→ EXERCISE A
Please extract every line of the entries below that contains the word "return". Case counts.

→ SOURCE EXCERPT
##############################

CHESTER COOPER, EXUMAS AND RAGGED ISLAND MP

NOVEMBER 5, 2019


I rise today on behalf of the good people of Exuma and the good, as well as forgotten, people of Ragged Island to contribute to the Disaster Recovery Authority Bill, 2019.

And as is my tradition I will say at the outset that we are not going to support this legislation.

In fact, let me go a step further and say that this is one of the worst drafted, poorly thought-out pieces of legislation I have seen.

It is actually offensive in many regards.

You see, people are hurting on the ground.

They are not seeing relief and restoration fast enough.

Commerce has not been restored and there is a looming level of uncertainty as it relates to basic needs like food and water and shelter and jobs.

Yet, we find time to create nonsense legislation.

If NEMA isn’t working tweak it or fix it. Rather than create another bureaucracy.

Not only does this create yet another bureaucracy in the aftermath of Hurricane Dorian, but it flies in the face of the prime minister’s promise to slash red tape where it exists.

This bill is the definition of creating red tape and bureaucratic mess.

##############################

→ RECORD LIST

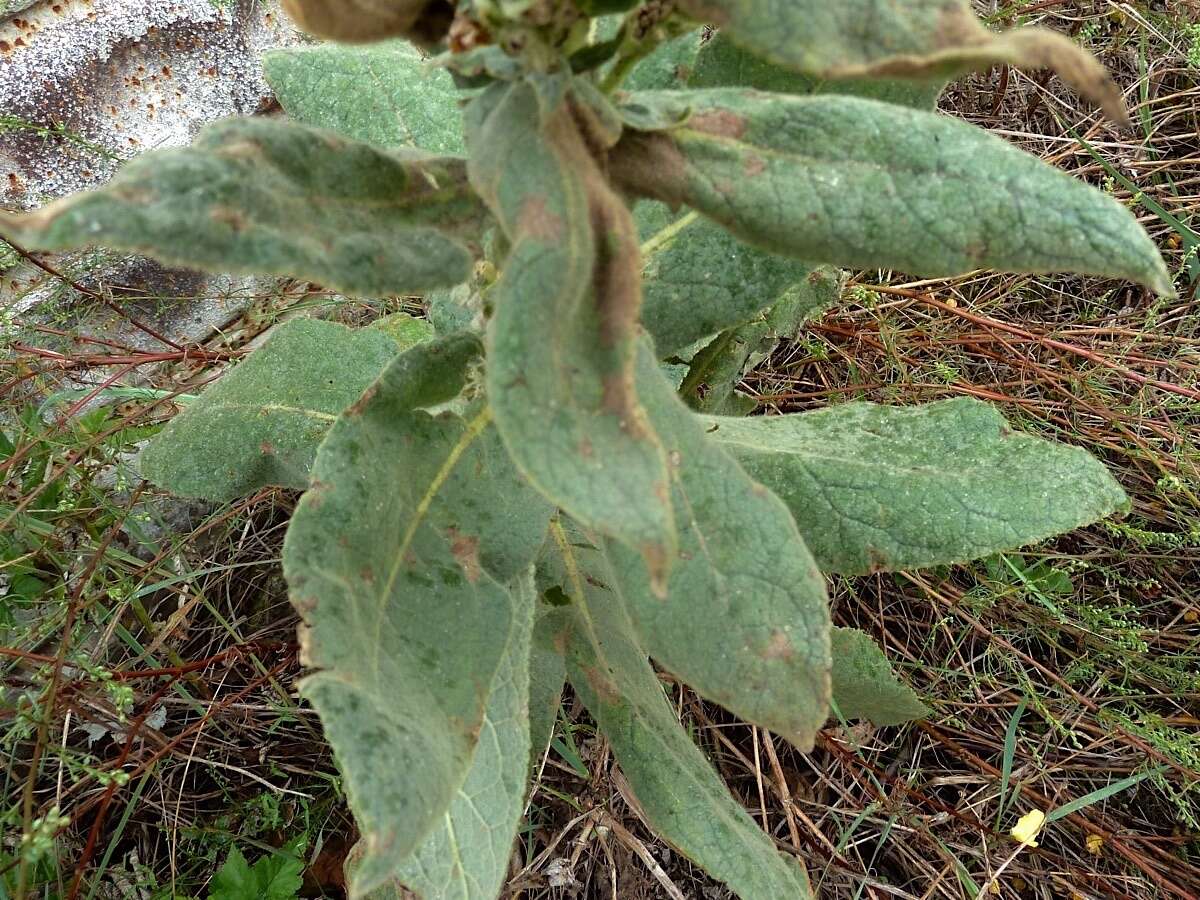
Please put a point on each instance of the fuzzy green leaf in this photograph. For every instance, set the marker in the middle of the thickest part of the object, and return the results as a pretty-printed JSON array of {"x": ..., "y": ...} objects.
[
  {"x": 721, "y": 365},
  {"x": 261, "y": 196},
  {"x": 383, "y": 94},
  {"x": 406, "y": 330},
  {"x": 669, "y": 66},
  {"x": 467, "y": 855},
  {"x": 561, "y": 342},
  {"x": 744, "y": 619},
  {"x": 546, "y": 678},
  {"x": 723, "y": 64},
  {"x": 903, "y": 39},
  {"x": 261, "y": 423},
  {"x": 876, "y": 487},
  {"x": 700, "y": 280},
  {"x": 679, "y": 793},
  {"x": 864, "y": 687},
  {"x": 399, "y": 559},
  {"x": 863, "y": 184}
]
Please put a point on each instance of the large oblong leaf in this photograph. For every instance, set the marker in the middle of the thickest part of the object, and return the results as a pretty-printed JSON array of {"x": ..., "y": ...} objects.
[
  {"x": 467, "y": 855},
  {"x": 262, "y": 421},
  {"x": 261, "y": 196},
  {"x": 683, "y": 799},
  {"x": 745, "y": 619},
  {"x": 724, "y": 64},
  {"x": 400, "y": 558},
  {"x": 384, "y": 94},
  {"x": 864, "y": 687},
  {"x": 864, "y": 184},
  {"x": 876, "y": 487},
  {"x": 906, "y": 39},
  {"x": 561, "y": 342}
]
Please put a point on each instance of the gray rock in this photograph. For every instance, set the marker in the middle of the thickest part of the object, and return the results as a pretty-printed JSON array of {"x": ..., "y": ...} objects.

##############################

→ EXERCISE B
According to the speech on the Disaster Recovery Authority Bill, what should be done if NEMA isn't working?

→ RIGHT ANSWER A
Please put a point on each instance of the fuzzy green leaf in this photograph. For every instance, set the marker in the middle of the thickest part of the object, and return the results as a pretty-printed JSON array of {"x": ..., "y": ...} objects.
Please put a point on each instance of the large oblong leaf in this photograph. For every instance, set the marker in the middle of the thickest part of the object, and return the results as a pretty-printed JSON array of {"x": ..., "y": ...} objects.
Please put a point on each instance of the gray rock in this photograph. For every instance, set the marker in the middle of the thickest part of the object, and return the results as a pretty-printed JSON array of {"x": ..., "y": ...} objects.

→ RIGHT ANSWER B
Tweak it or fix it, rather than create another bureaucracy.